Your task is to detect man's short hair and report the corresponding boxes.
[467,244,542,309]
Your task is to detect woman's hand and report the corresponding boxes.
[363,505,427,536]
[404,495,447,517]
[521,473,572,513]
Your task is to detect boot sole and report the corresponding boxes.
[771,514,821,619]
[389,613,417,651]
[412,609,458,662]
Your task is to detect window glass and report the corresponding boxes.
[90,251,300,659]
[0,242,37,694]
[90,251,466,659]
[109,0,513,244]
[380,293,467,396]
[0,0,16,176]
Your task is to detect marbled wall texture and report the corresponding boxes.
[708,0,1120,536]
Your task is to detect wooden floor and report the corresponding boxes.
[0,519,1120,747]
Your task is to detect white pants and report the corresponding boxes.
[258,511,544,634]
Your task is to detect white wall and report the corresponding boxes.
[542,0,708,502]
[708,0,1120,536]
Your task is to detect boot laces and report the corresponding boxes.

··········

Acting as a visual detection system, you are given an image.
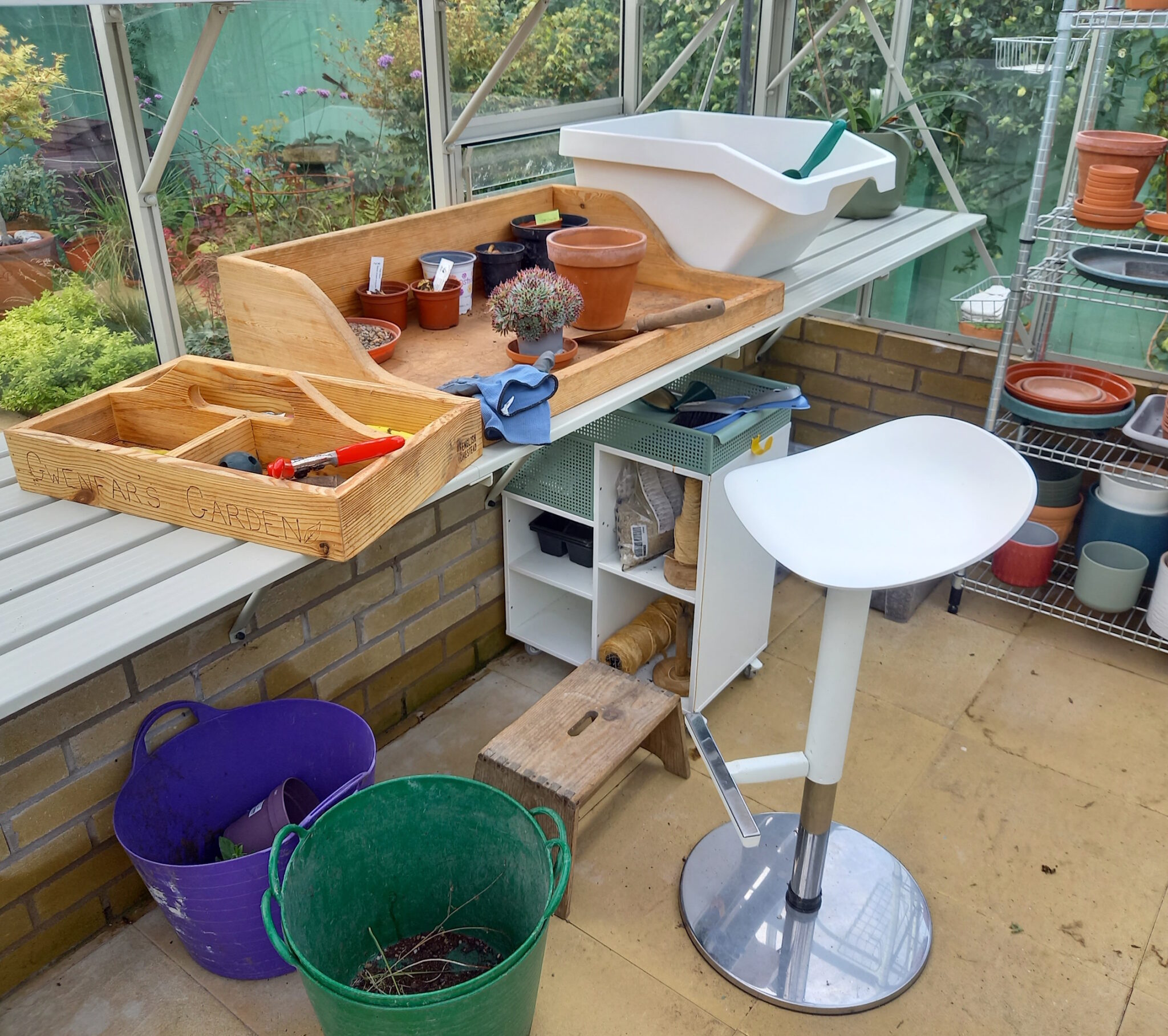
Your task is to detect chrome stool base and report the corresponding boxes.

··········

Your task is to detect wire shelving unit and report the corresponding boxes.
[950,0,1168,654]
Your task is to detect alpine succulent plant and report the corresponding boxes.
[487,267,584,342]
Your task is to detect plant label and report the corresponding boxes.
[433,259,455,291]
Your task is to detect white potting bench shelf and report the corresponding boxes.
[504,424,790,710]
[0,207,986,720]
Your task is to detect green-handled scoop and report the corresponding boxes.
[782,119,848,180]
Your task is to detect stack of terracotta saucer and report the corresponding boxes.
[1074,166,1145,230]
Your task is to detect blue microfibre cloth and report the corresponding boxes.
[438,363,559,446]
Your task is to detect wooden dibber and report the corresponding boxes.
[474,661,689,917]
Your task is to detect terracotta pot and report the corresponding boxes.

··········

**WHAT YOU SHOULD DO:**
Starting at the line that contains "Your task is to detect wire" and stopping after the line that contains "Your task is to detect terracotta", give the lines above as a Markdown table with the columns "Number" and "Line", leaving out blank lines.

**ANSWER FOR THIS EXERCISE:**
| Number | Line |
|---|---|
| 1 | Your task is to detect wire shelving unit and report the corresponding boxes. |
| 2 | [950,0,1168,654] |
| 3 | Your task is to detect alpine succulent plant and report the corresponding boxes. |
| 4 | [487,267,584,342] |
| 5 | Your task is to detect plant label and report the corresponding boxes. |
| 6 | [433,259,455,291] |
| 7 | Your task is to detect white potting bench shelf and report the corresponding boxes. |
| 8 | [504,424,790,710] |
| 9 | [0,207,986,720] |
| 10 | Your task is to detect green-handled scoop and report the corresponding boxes. |
| 11 | [782,119,848,180] |
| 12 | Your task is to detect stack of terracotta saucer and report the corresponding boxes. |
| 13 | [1074,166,1145,230] |
| 14 | Your task is to detect blue microfibre cloth and report the corresponding boxes. |
| 15 | [438,363,559,446] |
| 16 | Your task is to detect wooden dibber and report the corresponding boxes. |
| 17 | [474,661,689,917] |
| 18 | Your task is to detect terracotta pot and report the corresponding boxes. |